# start of Extracted entries
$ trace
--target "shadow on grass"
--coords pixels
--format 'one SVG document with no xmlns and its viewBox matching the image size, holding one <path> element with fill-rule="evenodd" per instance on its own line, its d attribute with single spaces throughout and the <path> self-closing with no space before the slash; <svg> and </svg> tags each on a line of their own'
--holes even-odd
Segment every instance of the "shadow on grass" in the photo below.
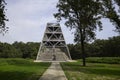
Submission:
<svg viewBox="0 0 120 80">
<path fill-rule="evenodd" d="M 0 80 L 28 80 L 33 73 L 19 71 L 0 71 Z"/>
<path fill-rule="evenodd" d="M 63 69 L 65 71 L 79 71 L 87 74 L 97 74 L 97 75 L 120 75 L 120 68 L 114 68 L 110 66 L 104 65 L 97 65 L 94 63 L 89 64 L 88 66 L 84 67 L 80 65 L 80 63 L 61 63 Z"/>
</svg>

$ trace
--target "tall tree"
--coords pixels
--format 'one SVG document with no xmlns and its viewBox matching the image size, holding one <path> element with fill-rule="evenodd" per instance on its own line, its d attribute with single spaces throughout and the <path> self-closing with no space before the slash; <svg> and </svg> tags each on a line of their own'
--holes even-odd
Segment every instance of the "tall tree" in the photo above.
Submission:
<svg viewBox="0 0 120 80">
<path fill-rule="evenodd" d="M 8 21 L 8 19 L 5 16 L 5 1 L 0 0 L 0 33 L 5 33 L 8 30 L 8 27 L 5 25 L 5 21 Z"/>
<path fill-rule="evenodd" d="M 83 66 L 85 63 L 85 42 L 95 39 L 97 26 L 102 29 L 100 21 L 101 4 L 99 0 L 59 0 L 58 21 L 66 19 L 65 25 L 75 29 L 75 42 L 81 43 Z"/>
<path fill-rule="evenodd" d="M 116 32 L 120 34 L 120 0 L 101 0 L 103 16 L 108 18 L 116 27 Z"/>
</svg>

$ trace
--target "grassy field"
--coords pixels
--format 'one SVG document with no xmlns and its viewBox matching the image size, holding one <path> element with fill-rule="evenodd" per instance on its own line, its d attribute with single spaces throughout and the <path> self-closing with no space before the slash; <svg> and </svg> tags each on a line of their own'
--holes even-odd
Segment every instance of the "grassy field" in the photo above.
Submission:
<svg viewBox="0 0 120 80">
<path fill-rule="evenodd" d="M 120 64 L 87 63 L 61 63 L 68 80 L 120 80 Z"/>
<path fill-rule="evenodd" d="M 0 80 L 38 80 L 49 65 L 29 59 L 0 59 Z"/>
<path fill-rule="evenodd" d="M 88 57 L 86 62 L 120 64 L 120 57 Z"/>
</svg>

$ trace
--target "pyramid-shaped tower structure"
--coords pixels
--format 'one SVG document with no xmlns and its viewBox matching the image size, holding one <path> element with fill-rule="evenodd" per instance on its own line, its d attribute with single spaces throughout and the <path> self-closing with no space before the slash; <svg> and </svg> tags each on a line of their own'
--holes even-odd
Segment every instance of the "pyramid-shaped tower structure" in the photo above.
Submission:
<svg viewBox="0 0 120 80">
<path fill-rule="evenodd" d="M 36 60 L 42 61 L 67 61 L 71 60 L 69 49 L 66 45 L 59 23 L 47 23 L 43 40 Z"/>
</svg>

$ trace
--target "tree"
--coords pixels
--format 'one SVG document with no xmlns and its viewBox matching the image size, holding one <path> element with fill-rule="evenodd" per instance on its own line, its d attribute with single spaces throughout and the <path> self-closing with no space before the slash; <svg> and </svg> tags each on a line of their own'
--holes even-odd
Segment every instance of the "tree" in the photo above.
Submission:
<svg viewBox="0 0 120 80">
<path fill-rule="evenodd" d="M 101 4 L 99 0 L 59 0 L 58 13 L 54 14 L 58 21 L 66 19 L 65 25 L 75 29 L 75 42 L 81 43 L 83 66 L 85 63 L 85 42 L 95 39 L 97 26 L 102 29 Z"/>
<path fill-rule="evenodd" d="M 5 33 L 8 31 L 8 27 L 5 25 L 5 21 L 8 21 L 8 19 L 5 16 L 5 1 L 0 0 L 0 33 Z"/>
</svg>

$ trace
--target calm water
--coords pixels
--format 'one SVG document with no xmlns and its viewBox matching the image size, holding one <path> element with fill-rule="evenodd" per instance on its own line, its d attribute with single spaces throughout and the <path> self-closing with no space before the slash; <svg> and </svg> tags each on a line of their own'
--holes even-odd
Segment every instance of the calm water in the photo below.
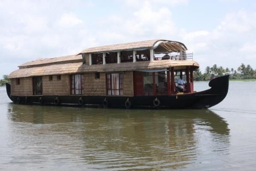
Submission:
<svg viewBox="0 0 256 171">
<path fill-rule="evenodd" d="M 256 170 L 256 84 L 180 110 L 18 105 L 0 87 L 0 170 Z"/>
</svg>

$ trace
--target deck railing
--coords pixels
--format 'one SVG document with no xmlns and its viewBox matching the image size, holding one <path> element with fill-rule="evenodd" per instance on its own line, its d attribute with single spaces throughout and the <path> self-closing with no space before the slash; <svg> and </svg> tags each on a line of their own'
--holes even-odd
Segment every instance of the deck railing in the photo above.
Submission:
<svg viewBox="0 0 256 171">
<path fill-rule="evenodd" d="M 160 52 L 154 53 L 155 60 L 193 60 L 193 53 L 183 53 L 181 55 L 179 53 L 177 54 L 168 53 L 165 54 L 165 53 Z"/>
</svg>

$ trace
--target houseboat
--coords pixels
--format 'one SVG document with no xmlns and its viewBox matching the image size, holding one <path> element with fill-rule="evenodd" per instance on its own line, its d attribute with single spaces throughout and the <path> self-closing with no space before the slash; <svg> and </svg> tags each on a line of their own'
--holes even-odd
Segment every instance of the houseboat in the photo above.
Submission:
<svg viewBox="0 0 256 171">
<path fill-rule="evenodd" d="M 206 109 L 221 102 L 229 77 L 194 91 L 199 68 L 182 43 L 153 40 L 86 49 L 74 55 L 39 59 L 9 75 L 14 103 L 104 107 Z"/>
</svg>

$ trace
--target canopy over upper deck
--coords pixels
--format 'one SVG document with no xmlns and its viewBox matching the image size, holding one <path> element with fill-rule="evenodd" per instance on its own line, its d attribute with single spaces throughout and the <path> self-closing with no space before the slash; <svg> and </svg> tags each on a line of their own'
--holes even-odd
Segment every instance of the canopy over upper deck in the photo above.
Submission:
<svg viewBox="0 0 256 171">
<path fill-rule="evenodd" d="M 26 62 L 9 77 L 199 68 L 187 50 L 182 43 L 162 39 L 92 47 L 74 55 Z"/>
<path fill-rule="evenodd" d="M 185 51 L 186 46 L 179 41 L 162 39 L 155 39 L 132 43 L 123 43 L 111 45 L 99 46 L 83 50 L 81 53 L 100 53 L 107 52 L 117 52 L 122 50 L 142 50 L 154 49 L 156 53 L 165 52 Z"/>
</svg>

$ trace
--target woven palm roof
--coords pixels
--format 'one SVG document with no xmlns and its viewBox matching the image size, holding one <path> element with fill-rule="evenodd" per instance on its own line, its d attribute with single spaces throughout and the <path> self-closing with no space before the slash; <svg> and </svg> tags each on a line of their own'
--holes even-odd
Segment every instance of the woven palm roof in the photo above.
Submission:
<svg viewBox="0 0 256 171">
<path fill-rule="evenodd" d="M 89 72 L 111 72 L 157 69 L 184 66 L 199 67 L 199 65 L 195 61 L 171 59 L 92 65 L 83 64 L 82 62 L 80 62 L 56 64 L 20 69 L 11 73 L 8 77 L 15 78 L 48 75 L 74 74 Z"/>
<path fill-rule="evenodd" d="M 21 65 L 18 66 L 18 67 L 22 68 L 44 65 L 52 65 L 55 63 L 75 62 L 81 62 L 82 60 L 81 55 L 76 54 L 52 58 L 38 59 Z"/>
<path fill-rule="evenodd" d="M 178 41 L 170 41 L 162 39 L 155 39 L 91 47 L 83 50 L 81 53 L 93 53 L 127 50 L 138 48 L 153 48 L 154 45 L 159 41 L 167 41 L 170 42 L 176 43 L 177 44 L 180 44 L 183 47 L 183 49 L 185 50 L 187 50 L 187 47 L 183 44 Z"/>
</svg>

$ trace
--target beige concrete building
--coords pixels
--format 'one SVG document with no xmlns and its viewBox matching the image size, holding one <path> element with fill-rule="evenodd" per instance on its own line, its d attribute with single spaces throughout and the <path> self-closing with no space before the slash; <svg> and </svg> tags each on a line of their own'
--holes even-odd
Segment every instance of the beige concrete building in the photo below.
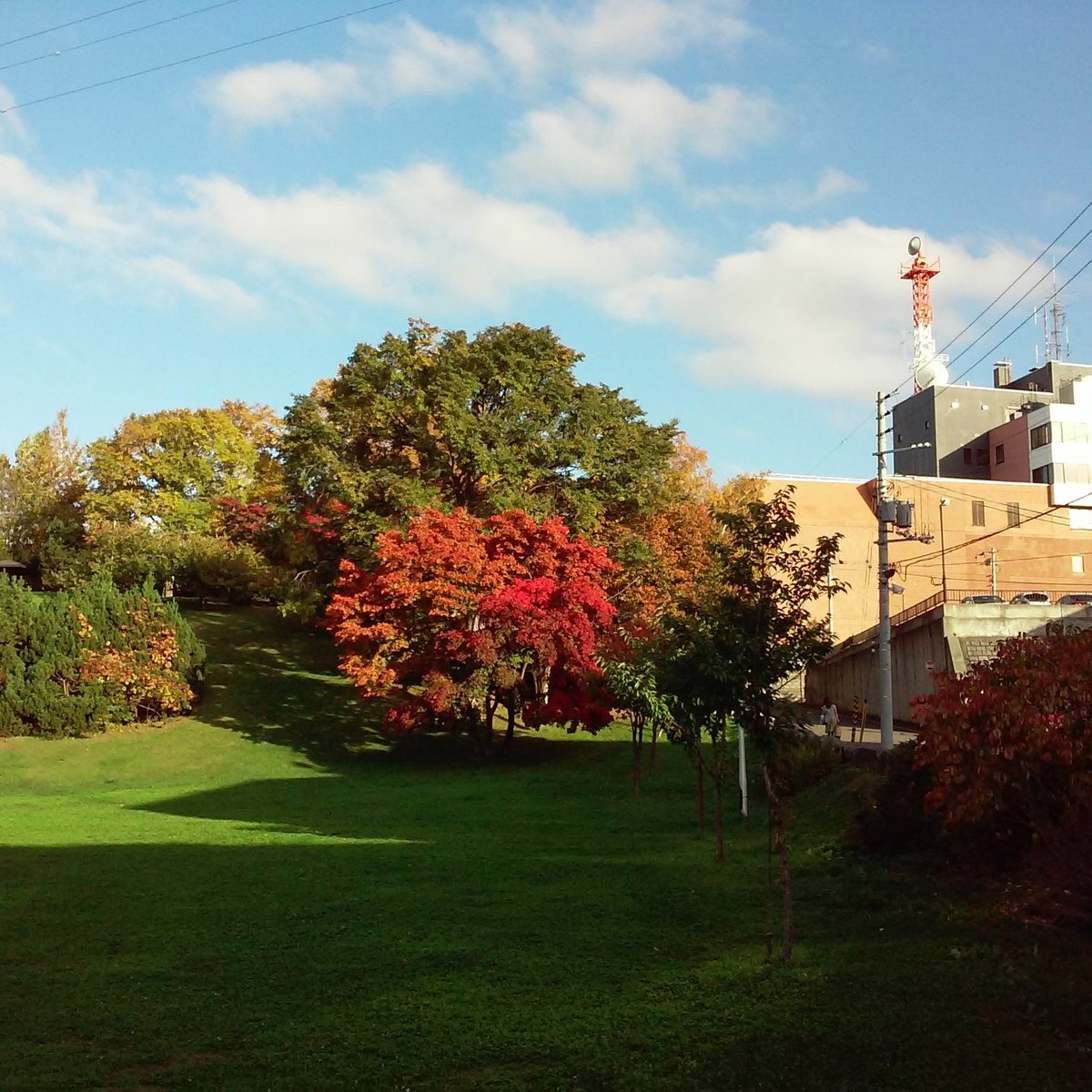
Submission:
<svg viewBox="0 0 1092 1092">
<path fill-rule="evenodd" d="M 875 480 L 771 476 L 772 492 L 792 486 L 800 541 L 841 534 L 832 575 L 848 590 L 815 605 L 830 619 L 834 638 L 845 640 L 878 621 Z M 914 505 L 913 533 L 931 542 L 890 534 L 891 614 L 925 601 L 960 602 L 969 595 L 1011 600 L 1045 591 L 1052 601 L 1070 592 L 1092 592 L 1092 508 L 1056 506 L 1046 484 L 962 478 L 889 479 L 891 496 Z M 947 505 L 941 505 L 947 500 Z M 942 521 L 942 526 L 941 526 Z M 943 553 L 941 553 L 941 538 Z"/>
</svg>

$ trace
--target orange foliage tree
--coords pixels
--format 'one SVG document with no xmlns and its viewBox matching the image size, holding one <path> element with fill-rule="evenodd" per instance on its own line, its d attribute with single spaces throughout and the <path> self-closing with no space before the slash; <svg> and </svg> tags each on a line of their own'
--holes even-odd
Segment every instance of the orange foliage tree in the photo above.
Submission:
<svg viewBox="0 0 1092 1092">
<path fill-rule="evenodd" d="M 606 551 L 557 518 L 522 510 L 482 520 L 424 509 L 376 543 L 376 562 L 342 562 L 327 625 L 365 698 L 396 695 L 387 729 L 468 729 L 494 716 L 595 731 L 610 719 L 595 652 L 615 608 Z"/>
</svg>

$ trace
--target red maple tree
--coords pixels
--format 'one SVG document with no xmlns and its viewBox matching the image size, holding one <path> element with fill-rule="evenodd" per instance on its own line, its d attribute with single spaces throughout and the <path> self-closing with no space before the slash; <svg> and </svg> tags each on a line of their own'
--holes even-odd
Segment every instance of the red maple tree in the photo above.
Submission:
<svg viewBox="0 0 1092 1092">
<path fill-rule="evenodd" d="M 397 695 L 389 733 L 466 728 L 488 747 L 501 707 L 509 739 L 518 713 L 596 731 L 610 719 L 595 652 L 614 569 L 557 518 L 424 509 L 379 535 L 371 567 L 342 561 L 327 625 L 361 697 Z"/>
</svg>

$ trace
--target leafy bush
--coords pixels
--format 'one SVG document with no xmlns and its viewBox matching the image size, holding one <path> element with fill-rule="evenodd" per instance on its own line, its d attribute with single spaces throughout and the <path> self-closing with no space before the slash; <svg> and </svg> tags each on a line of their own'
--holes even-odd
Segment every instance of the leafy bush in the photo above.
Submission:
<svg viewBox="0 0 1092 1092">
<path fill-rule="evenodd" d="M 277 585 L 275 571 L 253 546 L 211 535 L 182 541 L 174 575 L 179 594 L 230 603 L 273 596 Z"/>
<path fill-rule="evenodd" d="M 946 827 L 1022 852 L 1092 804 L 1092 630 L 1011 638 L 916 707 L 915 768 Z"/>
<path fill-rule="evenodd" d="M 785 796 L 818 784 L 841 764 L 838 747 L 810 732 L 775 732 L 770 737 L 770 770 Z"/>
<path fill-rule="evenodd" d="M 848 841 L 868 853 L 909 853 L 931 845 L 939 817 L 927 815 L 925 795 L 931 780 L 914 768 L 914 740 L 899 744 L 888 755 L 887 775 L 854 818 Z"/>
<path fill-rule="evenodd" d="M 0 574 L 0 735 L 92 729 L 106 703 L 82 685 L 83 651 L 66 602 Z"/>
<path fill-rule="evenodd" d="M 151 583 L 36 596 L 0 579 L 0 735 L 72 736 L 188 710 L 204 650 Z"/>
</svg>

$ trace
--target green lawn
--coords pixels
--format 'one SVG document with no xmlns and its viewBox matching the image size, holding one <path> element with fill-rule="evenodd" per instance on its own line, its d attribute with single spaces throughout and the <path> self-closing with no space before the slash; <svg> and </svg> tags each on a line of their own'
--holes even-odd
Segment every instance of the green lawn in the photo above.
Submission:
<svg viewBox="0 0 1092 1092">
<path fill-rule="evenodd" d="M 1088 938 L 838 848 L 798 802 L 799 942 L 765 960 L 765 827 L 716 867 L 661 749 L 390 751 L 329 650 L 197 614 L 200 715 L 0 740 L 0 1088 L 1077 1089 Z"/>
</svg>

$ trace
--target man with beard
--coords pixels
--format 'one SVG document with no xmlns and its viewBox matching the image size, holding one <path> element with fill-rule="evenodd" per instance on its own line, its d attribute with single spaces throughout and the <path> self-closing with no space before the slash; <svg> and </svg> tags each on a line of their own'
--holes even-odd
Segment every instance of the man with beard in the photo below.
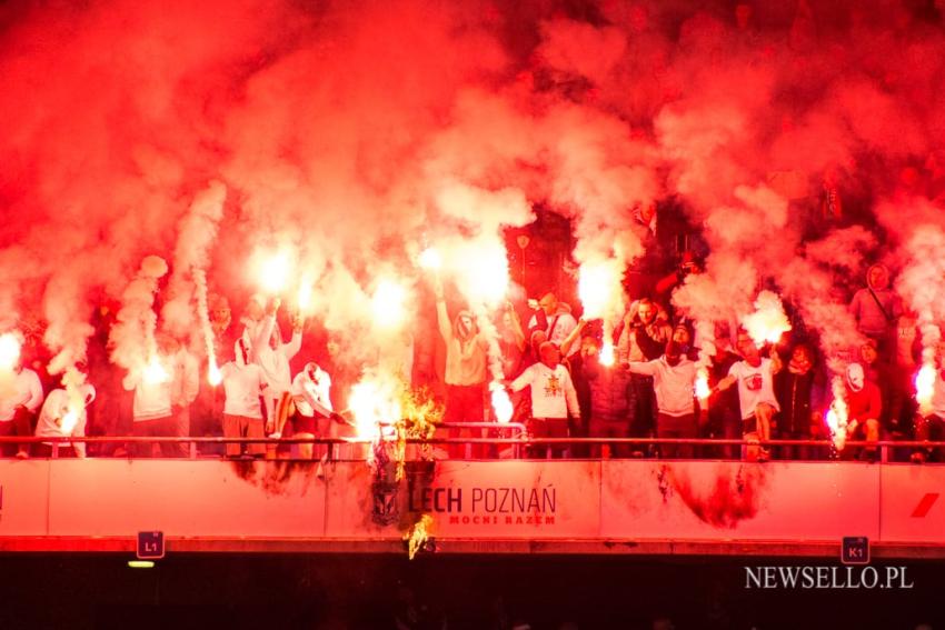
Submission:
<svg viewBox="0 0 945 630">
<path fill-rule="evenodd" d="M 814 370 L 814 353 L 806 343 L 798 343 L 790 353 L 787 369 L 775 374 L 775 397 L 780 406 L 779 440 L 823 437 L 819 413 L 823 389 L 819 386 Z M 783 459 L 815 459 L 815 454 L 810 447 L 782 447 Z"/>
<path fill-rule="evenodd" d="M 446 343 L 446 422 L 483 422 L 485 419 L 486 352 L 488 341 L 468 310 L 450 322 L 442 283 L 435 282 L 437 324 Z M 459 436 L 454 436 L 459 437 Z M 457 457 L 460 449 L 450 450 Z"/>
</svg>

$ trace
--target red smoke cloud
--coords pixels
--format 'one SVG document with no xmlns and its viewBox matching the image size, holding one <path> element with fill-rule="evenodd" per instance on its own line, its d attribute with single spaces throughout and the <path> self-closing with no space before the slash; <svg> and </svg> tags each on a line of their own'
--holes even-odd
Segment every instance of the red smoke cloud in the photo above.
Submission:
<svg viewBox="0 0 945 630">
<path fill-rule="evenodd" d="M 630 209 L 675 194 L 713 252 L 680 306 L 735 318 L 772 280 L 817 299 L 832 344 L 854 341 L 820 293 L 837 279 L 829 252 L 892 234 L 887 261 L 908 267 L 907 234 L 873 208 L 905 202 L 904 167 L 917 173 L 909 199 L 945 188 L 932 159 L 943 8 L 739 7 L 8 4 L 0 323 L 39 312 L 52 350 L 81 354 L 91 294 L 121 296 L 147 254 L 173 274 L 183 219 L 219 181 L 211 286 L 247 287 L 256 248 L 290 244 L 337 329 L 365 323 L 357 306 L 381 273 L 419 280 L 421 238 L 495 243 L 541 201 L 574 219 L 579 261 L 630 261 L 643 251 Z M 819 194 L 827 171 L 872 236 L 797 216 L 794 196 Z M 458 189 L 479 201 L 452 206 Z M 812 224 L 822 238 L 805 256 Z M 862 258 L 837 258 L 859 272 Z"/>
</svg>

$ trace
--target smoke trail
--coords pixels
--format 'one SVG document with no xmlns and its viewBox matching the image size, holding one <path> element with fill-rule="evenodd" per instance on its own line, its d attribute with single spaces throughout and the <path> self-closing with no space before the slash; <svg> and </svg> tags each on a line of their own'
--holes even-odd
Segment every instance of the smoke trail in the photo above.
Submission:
# end of Extracted entries
Count the lines in the items above that contain the string "field", matching case exactly, and give only the number.

### [Written response]
2